- _GIVEN RECORDS_:
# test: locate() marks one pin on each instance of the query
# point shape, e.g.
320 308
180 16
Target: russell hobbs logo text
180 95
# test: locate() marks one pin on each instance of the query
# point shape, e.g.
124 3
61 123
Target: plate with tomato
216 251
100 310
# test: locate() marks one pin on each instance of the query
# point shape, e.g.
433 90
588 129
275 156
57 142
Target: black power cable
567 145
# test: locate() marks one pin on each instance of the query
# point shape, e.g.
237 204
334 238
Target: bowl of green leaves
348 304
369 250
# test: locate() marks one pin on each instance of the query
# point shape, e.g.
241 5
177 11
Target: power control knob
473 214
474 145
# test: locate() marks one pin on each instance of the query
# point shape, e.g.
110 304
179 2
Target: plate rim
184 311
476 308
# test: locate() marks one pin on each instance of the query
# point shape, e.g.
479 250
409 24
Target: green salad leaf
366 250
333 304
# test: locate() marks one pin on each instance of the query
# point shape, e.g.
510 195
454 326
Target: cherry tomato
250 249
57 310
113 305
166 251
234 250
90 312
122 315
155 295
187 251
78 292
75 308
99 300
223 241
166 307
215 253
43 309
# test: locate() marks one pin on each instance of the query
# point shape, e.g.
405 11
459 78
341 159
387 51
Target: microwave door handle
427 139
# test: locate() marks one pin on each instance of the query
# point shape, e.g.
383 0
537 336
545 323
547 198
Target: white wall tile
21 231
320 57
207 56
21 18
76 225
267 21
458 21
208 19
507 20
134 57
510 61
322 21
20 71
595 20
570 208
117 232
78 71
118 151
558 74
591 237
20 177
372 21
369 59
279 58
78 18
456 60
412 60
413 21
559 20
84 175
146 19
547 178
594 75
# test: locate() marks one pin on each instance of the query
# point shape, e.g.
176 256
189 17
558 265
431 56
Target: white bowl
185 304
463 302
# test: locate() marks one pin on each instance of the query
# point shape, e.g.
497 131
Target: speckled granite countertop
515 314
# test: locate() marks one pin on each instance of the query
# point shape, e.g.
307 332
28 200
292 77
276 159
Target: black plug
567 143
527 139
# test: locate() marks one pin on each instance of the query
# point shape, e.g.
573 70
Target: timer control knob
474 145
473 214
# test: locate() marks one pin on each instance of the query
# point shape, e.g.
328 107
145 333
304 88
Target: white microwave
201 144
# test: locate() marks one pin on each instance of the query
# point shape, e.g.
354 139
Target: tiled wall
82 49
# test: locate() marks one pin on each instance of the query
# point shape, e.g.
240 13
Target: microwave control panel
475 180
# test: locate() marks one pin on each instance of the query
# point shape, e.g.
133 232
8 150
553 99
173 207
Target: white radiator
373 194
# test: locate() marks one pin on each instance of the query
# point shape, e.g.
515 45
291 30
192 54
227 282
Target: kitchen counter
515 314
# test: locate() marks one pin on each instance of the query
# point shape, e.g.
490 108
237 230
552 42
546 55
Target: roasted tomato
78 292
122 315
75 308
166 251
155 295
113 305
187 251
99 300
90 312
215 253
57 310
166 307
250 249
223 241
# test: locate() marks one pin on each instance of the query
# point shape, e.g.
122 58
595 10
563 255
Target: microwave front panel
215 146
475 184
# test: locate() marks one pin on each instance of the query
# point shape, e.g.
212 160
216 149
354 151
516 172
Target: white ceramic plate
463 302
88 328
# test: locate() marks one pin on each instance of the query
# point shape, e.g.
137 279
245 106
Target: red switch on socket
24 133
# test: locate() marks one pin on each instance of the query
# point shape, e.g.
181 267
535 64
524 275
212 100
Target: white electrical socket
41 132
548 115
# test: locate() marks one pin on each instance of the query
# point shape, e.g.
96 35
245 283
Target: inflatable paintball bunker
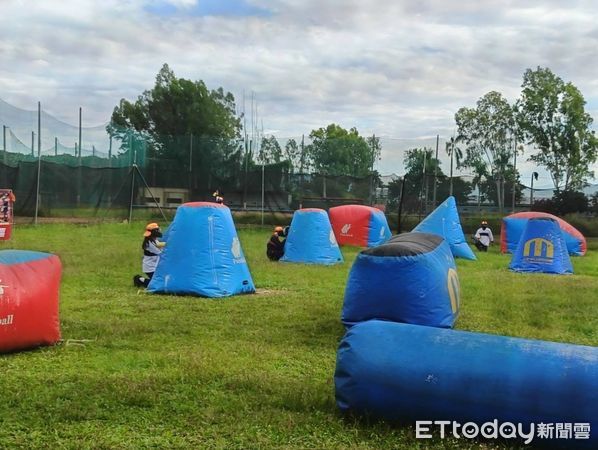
541 248
412 279
407 372
203 256
311 239
29 288
444 221
513 226
359 225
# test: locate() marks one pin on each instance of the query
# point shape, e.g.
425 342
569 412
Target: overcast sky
399 69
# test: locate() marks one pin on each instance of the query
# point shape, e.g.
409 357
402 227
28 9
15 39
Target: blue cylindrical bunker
408 372
411 279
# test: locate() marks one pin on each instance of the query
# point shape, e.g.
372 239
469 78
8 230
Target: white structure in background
382 192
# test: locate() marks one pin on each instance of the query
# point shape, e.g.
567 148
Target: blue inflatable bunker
513 226
407 372
541 248
412 279
444 221
311 239
203 255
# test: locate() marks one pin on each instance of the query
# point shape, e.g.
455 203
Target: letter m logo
539 247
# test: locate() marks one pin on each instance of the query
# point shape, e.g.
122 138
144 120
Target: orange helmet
149 228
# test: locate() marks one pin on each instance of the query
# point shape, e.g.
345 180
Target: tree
292 153
336 151
552 118
184 122
270 151
419 182
488 132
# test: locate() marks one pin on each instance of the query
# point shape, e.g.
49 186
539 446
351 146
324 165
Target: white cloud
397 69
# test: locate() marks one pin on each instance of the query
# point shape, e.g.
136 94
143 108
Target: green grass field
142 371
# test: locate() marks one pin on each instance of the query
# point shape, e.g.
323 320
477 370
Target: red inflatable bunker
359 225
29 285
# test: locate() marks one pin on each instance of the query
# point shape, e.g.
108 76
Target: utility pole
80 146
39 157
452 147
435 172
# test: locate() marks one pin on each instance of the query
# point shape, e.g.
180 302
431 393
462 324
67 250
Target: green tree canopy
489 134
419 184
336 151
184 122
552 118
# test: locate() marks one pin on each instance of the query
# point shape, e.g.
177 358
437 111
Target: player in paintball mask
152 248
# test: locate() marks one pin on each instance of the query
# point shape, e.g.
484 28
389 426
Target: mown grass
141 371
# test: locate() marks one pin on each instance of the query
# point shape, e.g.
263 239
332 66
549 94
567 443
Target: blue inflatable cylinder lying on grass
411 279
407 372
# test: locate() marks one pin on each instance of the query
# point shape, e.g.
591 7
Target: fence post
39 159
514 185
190 163
451 176
263 192
436 172
4 157
80 143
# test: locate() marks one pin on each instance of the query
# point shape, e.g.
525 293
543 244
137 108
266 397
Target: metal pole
263 192
436 171
422 191
190 163
514 187
372 169
452 145
132 192
39 158
80 146
4 156
401 205
531 195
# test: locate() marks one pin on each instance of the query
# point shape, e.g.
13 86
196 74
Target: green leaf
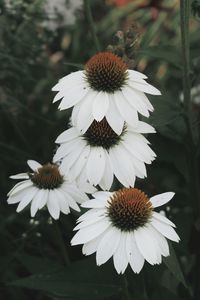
173 265
81 280
165 53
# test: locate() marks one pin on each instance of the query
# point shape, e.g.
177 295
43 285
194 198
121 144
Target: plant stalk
90 20
61 243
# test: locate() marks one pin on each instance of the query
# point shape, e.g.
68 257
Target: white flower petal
88 222
100 106
108 245
19 187
67 135
162 218
120 258
91 246
147 245
161 241
84 116
108 176
134 99
80 163
135 258
127 111
113 117
87 234
70 80
146 88
20 176
166 230
161 199
134 75
27 198
143 128
95 203
73 96
71 202
44 199
36 202
53 205
96 161
34 165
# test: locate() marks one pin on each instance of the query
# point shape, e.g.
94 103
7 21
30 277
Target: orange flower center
106 72
47 177
129 209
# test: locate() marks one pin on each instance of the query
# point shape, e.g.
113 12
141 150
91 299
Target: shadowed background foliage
41 42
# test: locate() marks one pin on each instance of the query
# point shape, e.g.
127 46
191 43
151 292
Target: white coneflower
99 153
45 186
124 225
106 88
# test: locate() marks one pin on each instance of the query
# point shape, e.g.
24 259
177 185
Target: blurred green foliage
32 58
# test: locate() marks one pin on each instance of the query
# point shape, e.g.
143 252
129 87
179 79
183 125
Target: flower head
99 153
105 89
46 186
124 225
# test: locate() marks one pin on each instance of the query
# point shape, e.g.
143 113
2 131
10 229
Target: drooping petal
34 165
161 199
108 245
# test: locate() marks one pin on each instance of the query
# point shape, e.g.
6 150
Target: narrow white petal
91 246
71 202
20 176
147 245
108 176
96 161
84 116
146 88
36 202
162 218
120 258
27 198
17 197
95 203
87 234
166 230
123 168
67 148
19 187
142 128
80 163
161 241
128 113
113 117
72 79
34 165
88 222
102 195
44 199
108 245
135 258
92 214
135 75
53 205
161 199
67 135
73 96
100 106
64 206
134 99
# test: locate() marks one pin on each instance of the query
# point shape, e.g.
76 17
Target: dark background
39 45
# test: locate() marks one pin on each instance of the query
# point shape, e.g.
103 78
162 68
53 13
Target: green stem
125 287
91 23
63 247
184 18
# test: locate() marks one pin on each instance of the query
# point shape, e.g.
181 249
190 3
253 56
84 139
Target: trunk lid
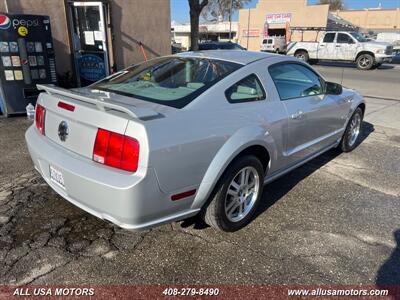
76 130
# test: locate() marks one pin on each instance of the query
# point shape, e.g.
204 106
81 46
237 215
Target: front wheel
236 195
365 62
352 133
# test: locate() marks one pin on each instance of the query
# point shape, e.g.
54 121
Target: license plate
56 177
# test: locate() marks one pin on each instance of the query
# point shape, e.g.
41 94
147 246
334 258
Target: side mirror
332 88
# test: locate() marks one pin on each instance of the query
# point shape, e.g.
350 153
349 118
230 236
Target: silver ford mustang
194 133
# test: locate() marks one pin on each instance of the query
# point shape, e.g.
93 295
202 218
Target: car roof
240 57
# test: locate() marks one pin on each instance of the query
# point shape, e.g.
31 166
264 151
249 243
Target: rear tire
365 61
235 198
302 55
351 136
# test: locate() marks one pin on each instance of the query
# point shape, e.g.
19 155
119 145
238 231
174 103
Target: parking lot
336 220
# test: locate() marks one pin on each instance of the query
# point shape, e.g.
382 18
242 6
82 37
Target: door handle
297 115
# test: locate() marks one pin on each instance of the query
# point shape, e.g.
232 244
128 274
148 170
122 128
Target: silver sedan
194 133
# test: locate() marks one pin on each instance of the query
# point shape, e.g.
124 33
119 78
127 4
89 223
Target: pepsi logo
4 22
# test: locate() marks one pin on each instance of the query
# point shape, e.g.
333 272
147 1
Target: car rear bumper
131 201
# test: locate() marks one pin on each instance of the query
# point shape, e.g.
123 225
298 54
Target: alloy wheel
242 194
354 131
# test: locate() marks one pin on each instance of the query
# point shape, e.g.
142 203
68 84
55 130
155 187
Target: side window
246 90
329 37
295 81
343 38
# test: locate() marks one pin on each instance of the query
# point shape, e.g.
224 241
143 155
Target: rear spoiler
102 104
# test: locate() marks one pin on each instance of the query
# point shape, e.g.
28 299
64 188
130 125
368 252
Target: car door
314 119
326 48
345 47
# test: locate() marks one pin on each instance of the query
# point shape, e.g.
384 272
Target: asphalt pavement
336 220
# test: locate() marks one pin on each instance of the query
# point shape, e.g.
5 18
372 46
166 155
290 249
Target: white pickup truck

- _EXERCISE INSTRUCTIONS_: Write out exactly each line of the entries, starting at the one containing "Target: asphalt pavement" and finishing with the last line.

- _WRITTEN RESPONSE_:
Target: asphalt pavement
336 220
# test: locate() marks one pin on each instance of the query
# point shape, e.g.
5 18
372 46
166 155
290 249
Target: white pickup truck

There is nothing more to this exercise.